• Selected passage:
Background: There are two general categories
of drug resistance: acquired and intrinsic. The mechanisms involved
in acquired drug resistance have been extensively studied, and several
mechanisms have been described. However, the mechanisms responsible
for intrinsic drug resistance have not been elucidated, to our knowledge.
The purpose of the present study was to investigate the cytological and
biochemical differences between acquired and intrinsic drug resistance
in osteosarcoma cells.
Methods: We previously isolated a clonal cell
line (MOS/ADR1) to study acquired resistance in osteosarcoma by
exposure of parental murine osteosarcoma cells (MOS) to doxorubicin.
In the present study, we cloned a new, intrinsically resistant cell
line (MOS/IR1) by single-cell culture of MOS cells and we investigated
the differences in cell phenotype and the mechanisms of resistance
in both of these resistant clones.
Results: The MOS/ADR1 and MOS/IR1 cells were
sevenfold and fivefold more resistant to doxorubicin than the parental
murine osteosarcoma cells. Morphologically, the MOS/ADR1 cell line
was composed of polygonal cells, whereas the MOS/IR1 cell line consisted
of plump spindle cells with long cytoplasmic processes. The MOS/IR1
cells showed a much lower level of alkaline phosphatase activity
than did the MOS/ADR1 and MOS cells. There were no substantial differences in
the cellular DNA content or the doubling time among these three
Overexpression of the P-glycoprotein involved in the function
of an energy-dependent drug-efflux pump was detected in the MOS/ADR1
cells but not in the MOS/IR1 cells. After the cells were incubated
with doxorubicin for one hour, the two resistant lines had less
accumulation of the drug than did the parent line (p < 0.05).
The addition of a P-glycoprotein antagonist, verapamil, or the depletion
of cellular adenosine triphosphate resulted in a marked increase
in the accumulation of doxorubicin in the MOS/ADR1 cells (p < 0.05)
but not in the MOS/IR1 cells. The MOS/ADR1 cells were found to exhibit
cross-resistance only to substrates for P-glycoprotein (such as
doxorubicin, vincristine, and etoposide), whereas the MOS/IR1 cells were
resistant to all of the drugs studied (including cisplatin and methotrexate).
The degree of drug resistance in the MOS/IR1 cells was found
to be associated with the molecular weight of the drugs (p < 0.05).
Permeabilization of the plasma membrane by saponin increased both
the accumulation of doxorubicin (p < 0.05) and the cytotoxic
activity of this drug in all lines, but the effects were most pronounced
in the MOS/IR1 cells.
Conclusions: Taken together, this data suggests
that reduced drug accumulation in the MOS/IR1 cells may be due to
the effect of decreased permeability of the plasma membrane on the
transport of drugs from the extracellular environment into the cytosol
of the cell and that this may be the mechanism responsible for intrinsic
resistance to multiple drugs in the MOS/IR1 cell line.
Clinical Relevance: Current drug treatment for
human osteosarcoma may include multiple chemotherapeutic agents, such
as doxorubicin, cisplatin, and methotrexate. These drugs exhibit
different cytotoxic actions and, thus, the mechanisms of resistance
to individual drugs vary. Clinical resistance to multidrug chemotherapy
may be observed in tumors that recur after repetitive chemotherapy
and in previously untreated tumors. In the former group, a tumor cell
may express multidrug resistance by combining several different
mechanisms due to its exposure to various drugs. In the latter group,
however, this is not likely. Decreased intracellular drug accumulation
due to reduced permeability of the plasma membrane, found in the
MOS/IR1 cells, is one possible mechanism and may explain the intrinsic
resistance to multidrug chemotherapy for the treatment of osteosarcoma.
Further study regarding the resistance mechanism in the MOS/IR1 cells
may help to overcome the intrinsic drug resistance in osteosarcoma.

• Available data:
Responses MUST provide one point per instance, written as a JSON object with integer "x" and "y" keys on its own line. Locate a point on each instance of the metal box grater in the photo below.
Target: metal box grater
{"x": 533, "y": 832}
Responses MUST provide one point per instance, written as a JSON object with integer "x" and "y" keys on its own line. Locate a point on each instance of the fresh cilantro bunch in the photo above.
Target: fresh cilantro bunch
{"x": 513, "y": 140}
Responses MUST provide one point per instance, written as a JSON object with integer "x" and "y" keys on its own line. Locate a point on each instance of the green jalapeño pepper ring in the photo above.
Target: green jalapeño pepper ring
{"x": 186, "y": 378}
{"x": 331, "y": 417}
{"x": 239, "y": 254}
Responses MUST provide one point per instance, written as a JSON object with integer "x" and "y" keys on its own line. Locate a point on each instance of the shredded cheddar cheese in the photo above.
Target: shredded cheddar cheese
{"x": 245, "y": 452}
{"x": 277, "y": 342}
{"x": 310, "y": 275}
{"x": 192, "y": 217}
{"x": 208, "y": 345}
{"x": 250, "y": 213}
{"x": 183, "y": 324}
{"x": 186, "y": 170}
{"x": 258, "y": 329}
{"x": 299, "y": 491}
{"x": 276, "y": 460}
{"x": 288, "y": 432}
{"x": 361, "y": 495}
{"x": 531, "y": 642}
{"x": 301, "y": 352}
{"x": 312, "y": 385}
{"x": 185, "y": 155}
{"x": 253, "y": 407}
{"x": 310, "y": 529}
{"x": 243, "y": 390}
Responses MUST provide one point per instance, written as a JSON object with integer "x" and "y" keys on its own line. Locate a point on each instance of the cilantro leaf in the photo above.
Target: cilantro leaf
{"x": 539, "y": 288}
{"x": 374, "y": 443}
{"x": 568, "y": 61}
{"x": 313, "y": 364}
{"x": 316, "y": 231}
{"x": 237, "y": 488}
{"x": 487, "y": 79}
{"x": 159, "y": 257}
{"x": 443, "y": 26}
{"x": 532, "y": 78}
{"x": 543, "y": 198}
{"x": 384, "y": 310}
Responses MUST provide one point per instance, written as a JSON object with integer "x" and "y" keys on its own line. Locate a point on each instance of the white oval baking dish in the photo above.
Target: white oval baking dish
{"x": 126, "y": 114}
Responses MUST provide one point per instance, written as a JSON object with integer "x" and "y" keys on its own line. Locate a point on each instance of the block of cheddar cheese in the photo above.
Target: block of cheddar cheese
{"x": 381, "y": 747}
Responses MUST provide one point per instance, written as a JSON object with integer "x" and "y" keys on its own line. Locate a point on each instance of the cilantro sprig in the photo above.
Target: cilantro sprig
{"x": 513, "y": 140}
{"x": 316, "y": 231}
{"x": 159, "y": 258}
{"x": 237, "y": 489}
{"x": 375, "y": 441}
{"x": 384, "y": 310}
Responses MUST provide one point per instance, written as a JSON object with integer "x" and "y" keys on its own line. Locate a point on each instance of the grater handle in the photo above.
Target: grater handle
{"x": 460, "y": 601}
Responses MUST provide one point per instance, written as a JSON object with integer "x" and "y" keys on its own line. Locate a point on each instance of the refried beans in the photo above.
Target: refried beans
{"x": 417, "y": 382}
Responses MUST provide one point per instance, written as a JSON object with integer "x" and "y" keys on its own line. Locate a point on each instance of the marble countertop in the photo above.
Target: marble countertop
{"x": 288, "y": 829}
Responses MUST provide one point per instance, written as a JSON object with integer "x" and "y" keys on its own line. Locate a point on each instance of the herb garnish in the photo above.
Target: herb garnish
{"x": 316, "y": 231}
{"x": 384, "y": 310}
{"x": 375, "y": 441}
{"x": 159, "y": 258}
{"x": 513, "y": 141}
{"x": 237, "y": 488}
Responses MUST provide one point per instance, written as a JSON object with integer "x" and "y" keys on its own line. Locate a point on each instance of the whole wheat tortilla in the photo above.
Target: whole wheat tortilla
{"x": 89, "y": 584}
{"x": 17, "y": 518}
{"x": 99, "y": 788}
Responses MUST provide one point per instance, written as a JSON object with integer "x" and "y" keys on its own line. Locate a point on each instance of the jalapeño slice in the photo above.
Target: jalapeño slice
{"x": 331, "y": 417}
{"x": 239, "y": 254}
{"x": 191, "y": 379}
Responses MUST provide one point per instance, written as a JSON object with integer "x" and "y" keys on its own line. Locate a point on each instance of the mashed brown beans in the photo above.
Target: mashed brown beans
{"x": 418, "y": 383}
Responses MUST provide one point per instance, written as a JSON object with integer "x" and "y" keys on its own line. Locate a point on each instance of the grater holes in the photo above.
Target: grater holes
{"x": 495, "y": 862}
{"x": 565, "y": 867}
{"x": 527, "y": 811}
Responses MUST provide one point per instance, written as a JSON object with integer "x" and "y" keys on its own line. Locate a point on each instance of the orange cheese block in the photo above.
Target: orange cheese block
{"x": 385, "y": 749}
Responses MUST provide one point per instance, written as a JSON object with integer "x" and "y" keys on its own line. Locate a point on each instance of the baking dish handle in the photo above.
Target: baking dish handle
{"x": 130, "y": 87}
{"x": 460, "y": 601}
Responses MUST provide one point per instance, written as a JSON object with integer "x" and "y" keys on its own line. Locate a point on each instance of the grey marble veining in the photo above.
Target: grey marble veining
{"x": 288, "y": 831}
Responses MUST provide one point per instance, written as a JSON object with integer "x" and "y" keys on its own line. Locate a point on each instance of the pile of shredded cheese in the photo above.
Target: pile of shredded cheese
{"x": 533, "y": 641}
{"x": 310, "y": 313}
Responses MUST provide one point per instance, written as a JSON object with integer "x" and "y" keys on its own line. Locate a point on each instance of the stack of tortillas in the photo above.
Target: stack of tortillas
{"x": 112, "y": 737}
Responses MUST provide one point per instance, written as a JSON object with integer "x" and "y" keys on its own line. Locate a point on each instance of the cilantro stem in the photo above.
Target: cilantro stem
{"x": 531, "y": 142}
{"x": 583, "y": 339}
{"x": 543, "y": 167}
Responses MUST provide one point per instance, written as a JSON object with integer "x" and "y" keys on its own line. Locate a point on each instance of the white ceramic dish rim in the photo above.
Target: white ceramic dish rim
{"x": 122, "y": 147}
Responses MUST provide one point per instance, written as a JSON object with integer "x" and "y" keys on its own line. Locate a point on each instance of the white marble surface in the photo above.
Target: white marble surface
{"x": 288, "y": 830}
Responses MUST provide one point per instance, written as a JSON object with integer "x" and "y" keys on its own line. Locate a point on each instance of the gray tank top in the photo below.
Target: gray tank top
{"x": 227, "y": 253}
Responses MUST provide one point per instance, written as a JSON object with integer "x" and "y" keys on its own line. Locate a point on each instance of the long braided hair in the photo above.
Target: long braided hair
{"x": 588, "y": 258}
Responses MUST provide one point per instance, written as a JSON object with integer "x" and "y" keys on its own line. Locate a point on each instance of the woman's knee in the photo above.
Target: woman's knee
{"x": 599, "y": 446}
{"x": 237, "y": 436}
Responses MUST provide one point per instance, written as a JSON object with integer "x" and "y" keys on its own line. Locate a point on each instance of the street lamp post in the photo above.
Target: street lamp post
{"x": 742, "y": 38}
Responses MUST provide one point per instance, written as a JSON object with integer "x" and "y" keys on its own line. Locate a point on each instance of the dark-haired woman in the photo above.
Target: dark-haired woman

• Task instructions:
Answer these from the osteosarcoma drug-resistance abstract:
1. How much more resistant to doxorubicin were the MOS/ADR1 cells than the parental murine osteosarcoma cells?
2. What did the cells of the MOS/IR1 line look like?
3. What substance was used to permeabilize the plasma membrane?

• Result for this task:
1. Sevenfold.
2. Plump spindle cells with long cytoplasmic processes.
3. Saponin.